Start of Task data

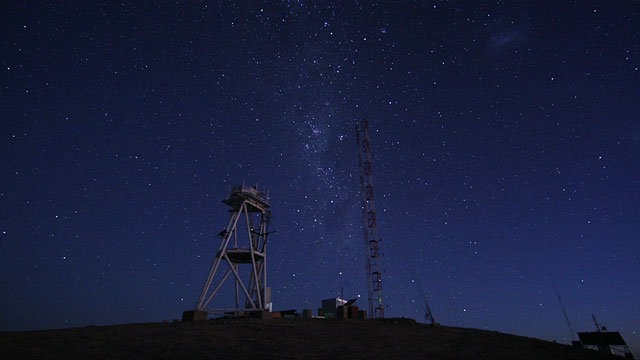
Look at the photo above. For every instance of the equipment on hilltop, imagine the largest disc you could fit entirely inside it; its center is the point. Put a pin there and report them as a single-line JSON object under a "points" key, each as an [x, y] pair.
{"points": [[252, 205], [372, 254], [605, 341]]}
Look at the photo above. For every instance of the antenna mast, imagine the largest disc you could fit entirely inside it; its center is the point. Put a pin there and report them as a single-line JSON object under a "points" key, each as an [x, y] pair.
{"points": [[372, 255]]}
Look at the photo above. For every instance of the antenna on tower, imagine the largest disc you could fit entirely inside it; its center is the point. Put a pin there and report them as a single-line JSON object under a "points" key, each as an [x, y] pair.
{"points": [[248, 205], [372, 255], [564, 311]]}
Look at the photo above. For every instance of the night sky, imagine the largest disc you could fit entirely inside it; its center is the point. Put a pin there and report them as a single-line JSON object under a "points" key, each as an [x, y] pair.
{"points": [[505, 136]]}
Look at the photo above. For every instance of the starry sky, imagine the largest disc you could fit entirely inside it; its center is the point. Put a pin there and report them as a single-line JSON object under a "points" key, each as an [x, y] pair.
{"points": [[505, 138]]}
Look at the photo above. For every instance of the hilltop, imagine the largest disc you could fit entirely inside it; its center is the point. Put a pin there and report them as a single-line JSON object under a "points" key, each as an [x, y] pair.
{"points": [[281, 339]]}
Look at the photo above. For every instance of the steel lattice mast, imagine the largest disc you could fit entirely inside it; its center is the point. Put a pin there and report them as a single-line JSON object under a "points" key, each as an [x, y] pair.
{"points": [[372, 254]]}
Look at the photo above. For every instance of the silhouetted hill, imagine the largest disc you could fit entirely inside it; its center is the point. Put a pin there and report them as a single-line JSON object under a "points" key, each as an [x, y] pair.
{"points": [[281, 339]]}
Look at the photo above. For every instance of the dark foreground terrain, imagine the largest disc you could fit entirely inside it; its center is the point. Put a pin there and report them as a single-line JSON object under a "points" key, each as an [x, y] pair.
{"points": [[281, 339]]}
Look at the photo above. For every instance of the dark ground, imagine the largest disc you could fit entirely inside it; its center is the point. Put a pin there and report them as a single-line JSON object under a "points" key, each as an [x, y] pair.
{"points": [[281, 339]]}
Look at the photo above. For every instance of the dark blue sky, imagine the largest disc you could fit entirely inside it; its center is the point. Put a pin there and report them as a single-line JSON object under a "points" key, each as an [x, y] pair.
{"points": [[505, 138]]}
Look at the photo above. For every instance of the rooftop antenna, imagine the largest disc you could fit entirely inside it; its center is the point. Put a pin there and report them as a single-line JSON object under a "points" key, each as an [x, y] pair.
{"points": [[599, 326]]}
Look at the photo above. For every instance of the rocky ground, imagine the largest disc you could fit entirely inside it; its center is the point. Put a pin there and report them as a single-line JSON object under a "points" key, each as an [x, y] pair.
{"points": [[281, 339]]}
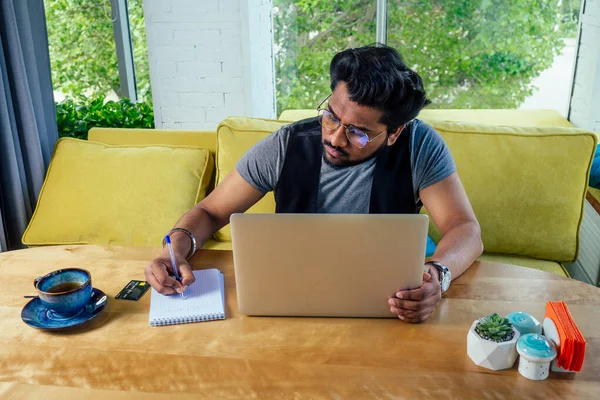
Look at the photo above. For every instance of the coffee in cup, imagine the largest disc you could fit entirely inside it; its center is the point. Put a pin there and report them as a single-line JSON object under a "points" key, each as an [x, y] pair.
{"points": [[65, 291]]}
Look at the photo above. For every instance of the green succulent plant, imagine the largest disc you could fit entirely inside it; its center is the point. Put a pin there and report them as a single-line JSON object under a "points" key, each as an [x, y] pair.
{"points": [[494, 327]]}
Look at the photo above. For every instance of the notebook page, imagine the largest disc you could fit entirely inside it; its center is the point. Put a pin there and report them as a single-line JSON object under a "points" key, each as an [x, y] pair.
{"points": [[204, 301]]}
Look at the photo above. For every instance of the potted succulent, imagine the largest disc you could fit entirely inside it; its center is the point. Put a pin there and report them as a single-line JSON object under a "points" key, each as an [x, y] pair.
{"points": [[491, 342]]}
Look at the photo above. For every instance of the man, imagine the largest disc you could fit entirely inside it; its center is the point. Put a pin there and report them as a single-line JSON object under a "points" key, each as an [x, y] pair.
{"points": [[364, 153]]}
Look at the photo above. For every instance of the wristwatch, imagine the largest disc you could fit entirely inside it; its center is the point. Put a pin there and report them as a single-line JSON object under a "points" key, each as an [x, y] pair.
{"points": [[445, 275]]}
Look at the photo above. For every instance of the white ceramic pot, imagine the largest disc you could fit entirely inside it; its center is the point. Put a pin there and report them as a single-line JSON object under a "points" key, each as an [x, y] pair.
{"points": [[489, 354]]}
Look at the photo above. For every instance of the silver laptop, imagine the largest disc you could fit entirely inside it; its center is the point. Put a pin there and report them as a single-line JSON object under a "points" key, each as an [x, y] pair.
{"points": [[329, 265]]}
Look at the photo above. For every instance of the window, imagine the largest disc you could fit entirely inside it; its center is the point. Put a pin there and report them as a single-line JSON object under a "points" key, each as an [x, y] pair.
{"points": [[470, 53], [307, 34], [83, 51]]}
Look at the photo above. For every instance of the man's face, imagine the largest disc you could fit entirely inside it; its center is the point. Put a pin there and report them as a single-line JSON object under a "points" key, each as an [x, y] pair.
{"points": [[338, 150]]}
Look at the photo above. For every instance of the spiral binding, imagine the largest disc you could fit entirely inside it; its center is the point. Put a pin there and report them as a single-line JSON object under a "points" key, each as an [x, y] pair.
{"points": [[187, 320]]}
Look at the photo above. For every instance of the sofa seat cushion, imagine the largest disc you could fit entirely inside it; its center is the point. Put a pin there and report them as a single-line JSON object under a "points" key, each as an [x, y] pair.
{"points": [[526, 184], [542, 265], [124, 195], [235, 136], [213, 244]]}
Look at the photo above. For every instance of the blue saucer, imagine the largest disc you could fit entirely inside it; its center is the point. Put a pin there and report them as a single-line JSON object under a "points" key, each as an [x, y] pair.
{"points": [[35, 314]]}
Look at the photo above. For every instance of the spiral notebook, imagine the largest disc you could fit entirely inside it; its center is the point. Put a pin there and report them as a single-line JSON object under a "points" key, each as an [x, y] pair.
{"points": [[205, 301]]}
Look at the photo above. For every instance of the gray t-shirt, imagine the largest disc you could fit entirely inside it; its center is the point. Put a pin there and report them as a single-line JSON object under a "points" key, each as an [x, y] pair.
{"points": [[347, 190]]}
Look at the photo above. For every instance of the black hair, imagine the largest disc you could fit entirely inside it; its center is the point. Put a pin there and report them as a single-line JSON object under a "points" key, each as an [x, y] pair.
{"points": [[376, 76]]}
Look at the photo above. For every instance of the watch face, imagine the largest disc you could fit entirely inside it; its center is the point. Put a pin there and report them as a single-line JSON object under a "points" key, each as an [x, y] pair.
{"points": [[446, 281]]}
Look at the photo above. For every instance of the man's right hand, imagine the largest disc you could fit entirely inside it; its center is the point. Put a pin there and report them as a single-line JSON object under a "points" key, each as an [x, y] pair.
{"points": [[159, 274]]}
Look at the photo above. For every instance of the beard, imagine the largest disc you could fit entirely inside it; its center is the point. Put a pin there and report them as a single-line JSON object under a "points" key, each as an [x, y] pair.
{"points": [[345, 163]]}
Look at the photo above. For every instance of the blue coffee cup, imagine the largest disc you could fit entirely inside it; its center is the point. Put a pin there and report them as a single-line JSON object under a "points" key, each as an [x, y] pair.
{"points": [[65, 291]]}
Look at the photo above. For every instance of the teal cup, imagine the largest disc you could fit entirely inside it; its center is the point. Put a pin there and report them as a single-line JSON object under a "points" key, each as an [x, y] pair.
{"points": [[66, 292]]}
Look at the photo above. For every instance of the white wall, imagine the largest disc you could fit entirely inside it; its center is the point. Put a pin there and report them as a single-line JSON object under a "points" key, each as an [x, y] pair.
{"points": [[204, 60], [585, 99]]}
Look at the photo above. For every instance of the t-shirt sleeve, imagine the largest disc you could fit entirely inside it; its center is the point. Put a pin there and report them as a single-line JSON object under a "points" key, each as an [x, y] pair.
{"points": [[261, 165], [430, 157]]}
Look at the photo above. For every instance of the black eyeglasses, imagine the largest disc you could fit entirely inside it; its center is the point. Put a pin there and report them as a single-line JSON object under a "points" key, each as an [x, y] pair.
{"points": [[331, 122]]}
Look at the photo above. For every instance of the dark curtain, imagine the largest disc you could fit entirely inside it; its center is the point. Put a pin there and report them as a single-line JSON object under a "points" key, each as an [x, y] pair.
{"points": [[28, 128]]}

End of Task data

About this exercise —
Start at the line containing "dark curtain, imagine" and return each line up to and including the last line of the material.

Output for this exercise —
Look at the photo above. For every instance of the dark curtain, imagine the largest disc you could fit entirely inside it; its center is the point. Put a pin there and report them as a single-line JSON object under a "points" key, each as an [x, y] pair.
{"points": [[28, 128]]}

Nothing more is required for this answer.